◆ EXERCISE AIM: Where does the string "clicks" appear in the records? Copy each line that holds it.

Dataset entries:
§

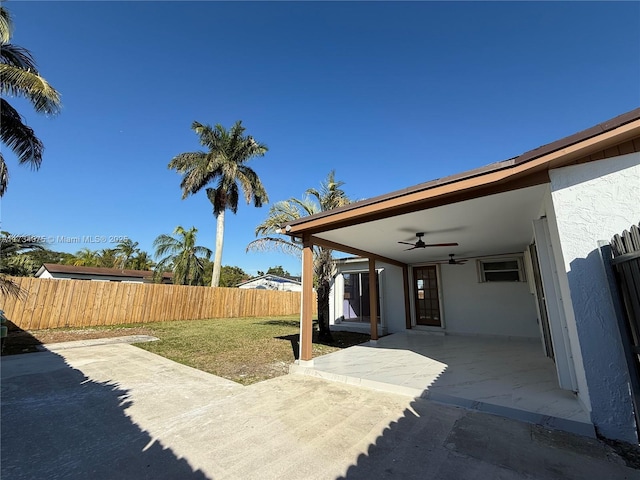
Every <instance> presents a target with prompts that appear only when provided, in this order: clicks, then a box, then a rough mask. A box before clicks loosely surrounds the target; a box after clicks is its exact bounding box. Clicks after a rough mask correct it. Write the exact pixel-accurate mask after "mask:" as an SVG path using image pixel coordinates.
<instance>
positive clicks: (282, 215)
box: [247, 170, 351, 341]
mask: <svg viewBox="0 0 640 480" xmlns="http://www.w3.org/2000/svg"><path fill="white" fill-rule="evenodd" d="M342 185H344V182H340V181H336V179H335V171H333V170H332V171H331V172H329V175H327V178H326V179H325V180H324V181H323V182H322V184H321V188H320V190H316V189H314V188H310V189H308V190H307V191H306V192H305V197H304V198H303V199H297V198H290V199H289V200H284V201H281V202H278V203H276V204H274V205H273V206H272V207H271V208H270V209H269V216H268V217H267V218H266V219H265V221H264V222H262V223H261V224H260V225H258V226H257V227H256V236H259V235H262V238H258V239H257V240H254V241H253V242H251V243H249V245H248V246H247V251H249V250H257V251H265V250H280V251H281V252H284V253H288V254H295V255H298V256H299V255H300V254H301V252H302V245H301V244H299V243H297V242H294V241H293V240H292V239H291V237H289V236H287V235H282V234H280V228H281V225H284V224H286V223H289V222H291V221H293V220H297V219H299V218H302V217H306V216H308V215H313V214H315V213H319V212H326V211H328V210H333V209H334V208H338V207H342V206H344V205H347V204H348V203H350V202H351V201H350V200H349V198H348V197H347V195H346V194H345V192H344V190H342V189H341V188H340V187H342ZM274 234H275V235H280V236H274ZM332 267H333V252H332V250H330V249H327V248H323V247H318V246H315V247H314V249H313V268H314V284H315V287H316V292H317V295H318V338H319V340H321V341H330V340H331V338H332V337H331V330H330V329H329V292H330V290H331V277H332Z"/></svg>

§

◆ ANSWER SPACE:
Every <instance> presents a target with prompts that appear only when provided, in this order: clicks, then a box, then a rough mask. A box before clicks loosely surrounds the target; a box after clicks is its exact bounding box. Clicks after a rough mask correct it. Write the exact pixel-accurate mask after "mask:" as an SVG path using image pixel coordinates.
positive clicks: (282, 215)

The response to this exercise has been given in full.